***** RECORDS FOR PROCESSING
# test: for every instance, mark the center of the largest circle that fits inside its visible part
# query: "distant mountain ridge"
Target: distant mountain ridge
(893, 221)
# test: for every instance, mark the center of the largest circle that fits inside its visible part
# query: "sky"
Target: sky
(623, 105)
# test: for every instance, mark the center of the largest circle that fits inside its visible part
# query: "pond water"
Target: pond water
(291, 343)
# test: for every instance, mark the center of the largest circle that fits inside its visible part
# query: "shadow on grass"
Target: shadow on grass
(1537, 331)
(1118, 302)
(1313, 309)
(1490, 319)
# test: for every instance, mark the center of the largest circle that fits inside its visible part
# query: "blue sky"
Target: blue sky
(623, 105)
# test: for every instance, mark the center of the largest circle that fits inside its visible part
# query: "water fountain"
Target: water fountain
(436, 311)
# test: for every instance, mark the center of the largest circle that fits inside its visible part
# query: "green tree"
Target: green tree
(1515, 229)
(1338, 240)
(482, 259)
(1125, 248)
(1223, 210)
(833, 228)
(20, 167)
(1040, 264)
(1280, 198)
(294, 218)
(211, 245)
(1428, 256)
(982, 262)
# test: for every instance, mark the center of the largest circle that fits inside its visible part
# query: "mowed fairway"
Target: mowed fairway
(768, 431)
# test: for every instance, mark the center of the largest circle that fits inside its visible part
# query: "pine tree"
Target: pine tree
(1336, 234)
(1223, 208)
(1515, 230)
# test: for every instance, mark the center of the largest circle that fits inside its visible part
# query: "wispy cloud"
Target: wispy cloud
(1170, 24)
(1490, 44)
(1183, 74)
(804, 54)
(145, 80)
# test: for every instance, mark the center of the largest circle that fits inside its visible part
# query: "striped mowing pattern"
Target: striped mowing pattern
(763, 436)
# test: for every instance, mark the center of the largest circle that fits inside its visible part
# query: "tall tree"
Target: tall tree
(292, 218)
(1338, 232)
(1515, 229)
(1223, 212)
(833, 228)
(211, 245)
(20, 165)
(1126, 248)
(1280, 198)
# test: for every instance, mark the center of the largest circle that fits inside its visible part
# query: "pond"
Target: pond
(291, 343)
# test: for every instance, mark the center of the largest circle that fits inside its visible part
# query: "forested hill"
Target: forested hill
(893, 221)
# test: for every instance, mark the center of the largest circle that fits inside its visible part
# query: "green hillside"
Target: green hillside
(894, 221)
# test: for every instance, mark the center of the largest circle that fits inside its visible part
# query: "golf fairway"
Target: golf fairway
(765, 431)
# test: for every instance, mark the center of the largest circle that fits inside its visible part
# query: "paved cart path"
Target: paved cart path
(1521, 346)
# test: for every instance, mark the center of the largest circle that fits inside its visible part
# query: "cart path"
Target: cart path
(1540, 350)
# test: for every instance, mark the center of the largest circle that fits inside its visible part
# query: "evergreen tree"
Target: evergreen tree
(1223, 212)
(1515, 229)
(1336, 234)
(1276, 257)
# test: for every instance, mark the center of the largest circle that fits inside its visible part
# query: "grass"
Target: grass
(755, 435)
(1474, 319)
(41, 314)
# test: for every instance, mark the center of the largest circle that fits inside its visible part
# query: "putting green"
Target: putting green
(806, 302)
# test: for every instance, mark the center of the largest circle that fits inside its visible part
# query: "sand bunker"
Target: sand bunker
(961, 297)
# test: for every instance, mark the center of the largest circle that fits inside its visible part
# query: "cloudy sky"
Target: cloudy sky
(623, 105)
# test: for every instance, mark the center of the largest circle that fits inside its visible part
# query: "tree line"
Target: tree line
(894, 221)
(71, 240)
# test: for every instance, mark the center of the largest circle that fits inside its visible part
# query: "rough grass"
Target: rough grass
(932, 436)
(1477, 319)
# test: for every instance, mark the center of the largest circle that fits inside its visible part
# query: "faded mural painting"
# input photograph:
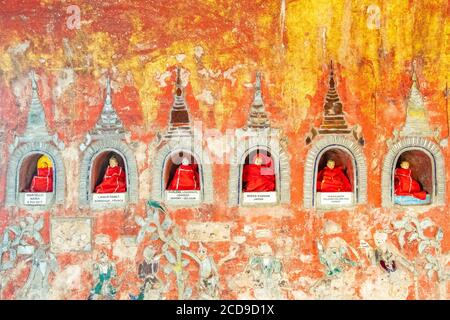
**********
TASK STATEMENT → Repeat the material exactly as it reads, without any of its pictures.

WRITTEN REPLY →
# test: for every instance, mark the center of the largest circle that fits inside its visible part
# query: "distant mountain ridge"
Target: distant mountain ridge
(893, 221)
# test: for every instance, mark the center of the largest circle that fits inside its visible part
# query: "sky"
Target: sky
(623, 105)
# test: for every instance, mark the center of the largest circle that fits inside its visible part
# query: "pond water"
Target: pond water
(291, 343)
# test: for every instance, mark the center of the largest circle that fits inside its visible part
# query: "shadow on grass"
Target: shadow on grass
(1537, 331)
(1118, 302)
(1313, 309)
(1490, 319)
# test: for every instance, mark the center of the largest circle that fits inside its visible part
# query: "blue sky"
Target: blue sky
(623, 105)
# test: for every instance, mark the center of the largest circle that fits inside its visible part
# query: "water fountain"
Target: water fountain
(436, 311)
# test: for every instance, mark the center of the largest circle that fits inside its visible part
# query: "green tree"
Target: green tree
(1515, 229)
(1338, 240)
(482, 259)
(1125, 248)
(1223, 210)
(833, 228)
(20, 167)
(1040, 264)
(1280, 198)
(294, 218)
(211, 245)
(1428, 256)
(982, 262)
# test: for every instance, mark the center of the largest circle that fits inside its visible part
# query: "mowed fairway"
Target: mowed fairway
(768, 431)
# test: for every instance, mark the center of the largest circle that fits inside its visible part
# query: "pine tree"
Target: pine tree
(1336, 234)
(1223, 208)
(1515, 230)
# test: for every instance, mark the center of the largest circle that fits inside its visible part
# query: "wispy cloud"
Target: wispy cloud
(1170, 24)
(1490, 44)
(1183, 74)
(804, 54)
(145, 80)
# test: for every instance, mark the center of the largest circle that fits inside its visible part
# query: "striped mowing pattern"
Target: striped mowing pattern
(763, 436)
# test: for every instance, mark the center of the largest circle that fits inside its visible part
# query: "tall tree"
Target: tall tree
(292, 218)
(1338, 232)
(1515, 229)
(1223, 212)
(833, 228)
(211, 245)
(20, 165)
(1126, 248)
(1280, 198)
# test: for every instance, mark the center of the largest circle that fits inside its visible part
# query: "pond"
Target: pond
(291, 343)
# test: for every instance, mark the center of the largest circle that fits inside its visible part
# query: "forested hill"
Target: forested hill
(893, 221)
# test: for every instance, mark the center of the largest circle that fits inside its visible part
# query: "green hillside"
Target: green hillside
(894, 221)
# test: for every instance, mark the center of the largest circle that fits inside its visible part
# query: "golf fairway"
Target: golf fairway
(765, 431)
# test: for every instance, mark the center of the largest circle that fits inside its visible part
# query: "paved cart path"
Target: paved cart path
(1521, 346)
# test: for every instance, mark the center of the largest circle that fits inside its visible part
# query: "cart path"
Target: cart path
(1540, 350)
# test: for every instance, mark the center of the largest circle that fits inside its visible part
# query: "evergreen tree"
Target: evergreen tree
(1223, 212)
(1515, 229)
(1336, 234)
(1276, 257)
# test: for every instance, mark the center of the largest circle that fits inside its visible part
# query: "grass"
Target: grass
(755, 435)
(1474, 319)
(41, 314)
# test: for every instance, mark the center of the largest circle that fits inside its visible part
# query: "putting green"
Target: putting green
(806, 302)
# test: for every instance, mark the center of the largest circle that fits inside its visible part
# query: "sand bunker"
Target: sand bunker
(961, 297)
# test: for every instance, mark the center of the largest circle that fits inside its visible part
# query: "cloudy sky"
Target: cloudy sky
(623, 105)
# test: for every instance, mark the center of the largest circle that fits inside its visible part
# query: "tree line"
Target: tree line
(894, 221)
(71, 240)
# test: for every instance, mark the center of the largest circle that fits inside its visible part
# query: "rough grass"
Target: rough grass
(932, 436)
(1477, 319)
# test: for every instance, mark the center of the largest circle that fits inside its visible part
# query: "faded mural painting"
# input photograph:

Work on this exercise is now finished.